• _Selected text_:
A retired CIA agent who led the team that interrogated a key Al Qaeda operative early in the war on terror told ABC News that a technique commonly known as waterboarding was torture, but necessary.
According to the ABC News report, John Kiriakou, the CIA officer whose team captured Al Qaeda Chief Abu Zubaydah, said his team subjected Zubaydah to waterboarding, and that the technique "broke" the terror leader in "less than 35 seconds."
In the report, set to air Monday on ABC's "World News With Charles Gibson" and "Nightline," Kiriakou said he believes waterboarding is torture, but said the need for intelligence that would help prevent future attacks justified the technique.
"The threat information he provided disrupted a number of attacks, maybe dozens of attacks," Kiriakou said of the information Zubaydah provided.
"What happens if we don't waterboard a person, and we don't get that nugget of information, and there's an attack," Kiriakou said. "I would have trouble forgiving myself."

• _Dataset entries_:

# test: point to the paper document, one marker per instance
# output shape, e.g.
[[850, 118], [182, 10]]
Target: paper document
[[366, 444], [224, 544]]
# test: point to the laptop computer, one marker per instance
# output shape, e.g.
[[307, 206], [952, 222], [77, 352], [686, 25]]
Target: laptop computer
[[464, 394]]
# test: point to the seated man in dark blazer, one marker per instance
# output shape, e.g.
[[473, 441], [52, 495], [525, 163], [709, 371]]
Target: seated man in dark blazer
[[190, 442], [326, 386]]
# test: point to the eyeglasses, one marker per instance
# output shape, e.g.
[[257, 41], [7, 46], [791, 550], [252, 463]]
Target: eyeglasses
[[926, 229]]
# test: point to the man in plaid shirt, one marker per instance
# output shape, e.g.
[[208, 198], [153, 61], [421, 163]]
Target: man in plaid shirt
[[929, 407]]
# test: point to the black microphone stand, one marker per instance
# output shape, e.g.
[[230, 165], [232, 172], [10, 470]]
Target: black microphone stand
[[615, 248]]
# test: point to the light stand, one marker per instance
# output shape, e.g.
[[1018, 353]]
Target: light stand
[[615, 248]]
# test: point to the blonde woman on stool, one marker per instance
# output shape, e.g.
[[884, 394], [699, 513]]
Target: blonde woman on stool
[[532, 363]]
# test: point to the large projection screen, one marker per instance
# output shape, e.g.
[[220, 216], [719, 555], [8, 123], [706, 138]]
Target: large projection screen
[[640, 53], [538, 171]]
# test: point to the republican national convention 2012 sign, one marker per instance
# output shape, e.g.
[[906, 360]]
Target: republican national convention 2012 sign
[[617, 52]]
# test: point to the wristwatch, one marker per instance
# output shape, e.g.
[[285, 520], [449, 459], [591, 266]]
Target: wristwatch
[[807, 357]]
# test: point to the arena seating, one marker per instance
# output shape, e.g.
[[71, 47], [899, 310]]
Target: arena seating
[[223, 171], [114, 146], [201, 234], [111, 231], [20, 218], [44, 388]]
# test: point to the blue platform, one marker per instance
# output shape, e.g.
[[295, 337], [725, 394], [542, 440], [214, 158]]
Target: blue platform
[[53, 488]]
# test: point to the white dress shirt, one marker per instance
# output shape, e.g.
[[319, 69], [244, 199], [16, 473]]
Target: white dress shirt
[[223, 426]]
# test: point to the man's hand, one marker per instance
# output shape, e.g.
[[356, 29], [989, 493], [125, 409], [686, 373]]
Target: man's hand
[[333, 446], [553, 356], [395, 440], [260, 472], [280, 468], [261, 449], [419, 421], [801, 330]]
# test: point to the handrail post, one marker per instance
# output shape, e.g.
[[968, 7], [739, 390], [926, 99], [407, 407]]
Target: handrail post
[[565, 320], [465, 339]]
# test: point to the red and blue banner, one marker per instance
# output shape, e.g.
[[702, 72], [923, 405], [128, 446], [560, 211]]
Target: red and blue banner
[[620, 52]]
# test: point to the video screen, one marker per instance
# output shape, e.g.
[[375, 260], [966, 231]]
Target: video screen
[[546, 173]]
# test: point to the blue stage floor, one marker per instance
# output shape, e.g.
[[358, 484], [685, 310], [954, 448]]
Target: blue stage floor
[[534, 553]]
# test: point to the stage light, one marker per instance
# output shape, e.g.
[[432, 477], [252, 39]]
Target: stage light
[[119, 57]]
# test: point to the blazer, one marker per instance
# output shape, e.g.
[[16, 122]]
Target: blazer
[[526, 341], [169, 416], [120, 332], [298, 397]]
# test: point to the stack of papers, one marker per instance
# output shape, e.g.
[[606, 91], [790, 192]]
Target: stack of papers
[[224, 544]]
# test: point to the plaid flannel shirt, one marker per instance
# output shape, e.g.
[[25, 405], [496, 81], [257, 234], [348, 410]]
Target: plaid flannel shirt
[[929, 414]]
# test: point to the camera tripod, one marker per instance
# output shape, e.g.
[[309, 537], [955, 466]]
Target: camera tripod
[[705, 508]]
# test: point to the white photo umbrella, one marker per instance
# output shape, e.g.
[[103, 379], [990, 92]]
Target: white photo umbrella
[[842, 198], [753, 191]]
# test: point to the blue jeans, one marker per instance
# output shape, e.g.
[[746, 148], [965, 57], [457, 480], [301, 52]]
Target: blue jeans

• _Given problem 1_: Translate this sentence from the news excerpt into Spanish: "The threat information he provided disrupted a number of attacks, maybe dozens of attacks," Kiriakou said of the information Zubaydah provided.
• _Given problem 2_: In the records, copy out verbatim the lines from the one containing "# test: point to the blonde" through the one containing "[[620, 52]]", inclusive.
The records that come after the news excerpt have no connection to it.

• _Response 1_: «La información sobre amenazas que él proporcionó frustró varios ataques, quizá decenas de ataques», dijo Kiriakou sobre la información que proporcionó Zubaydah.

• _Response 2_:
# test: point to the blonde woman on stool, one marker per instance
# output shape, e.g.
[[884, 394], [699, 513]]
Target: blonde woman on stool
[[532, 363]]
# test: point to the large projection screen, one marker per instance
# output shape, e.g.
[[220, 216], [719, 555], [8, 123], [706, 138]]
Target: large projection screen
[[640, 53], [538, 171]]
# test: point to the republican national convention 2012 sign, one marker per instance
# output shape, e.g.
[[906, 360]]
Target: republican national convention 2012 sign
[[617, 52]]
# test: point to the wristwatch, one marker per instance
# output shape, e.g.
[[285, 520], [449, 459], [591, 266]]
Target: wristwatch
[[807, 357]]
# test: point to the arena seating, one marker per instance
# output shape, e.g.
[[71, 47], [899, 310]]
Target: arena seating
[[223, 171], [114, 146], [201, 234], [111, 231], [20, 218], [44, 388]]
# test: point to the blue platform, one marker per instance
# output shape, e.g.
[[295, 337], [725, 394], [542, 440], [214, 158]]
Target: blue platform
[[53, 488]]
# test: point to the white dress shirt, one marker per instance
# output shape, e.g.
[[319, 69], [244, 199], [16, 473]]
Target: white dress shirt
[[223, 426]]
# test: point to the man's hand, one marker per instance
# output shape, e.g.
[[356, 29], [989, 493], [125, 409], [686, 373]]
Target: man's hand
[[333, 446], [553, 356], [395, 440], [260, 472], [280, 468], [261, 449], [419, 421], [801, 330]]
# test: point to the handrail post, one marker per instance
# output shape, e.g.
[[968, 7], [739, 390], [926, 99], [407, 407]]
Target: handrail post
[[565, 320], [465, 339]]
# test: point to the red and blue banner, one marker per instance
# output shape, e.g.
[[702, 72], [923, 405], [128, 446], [560, 211]]
Target: red and blue banner
[[620, 52]]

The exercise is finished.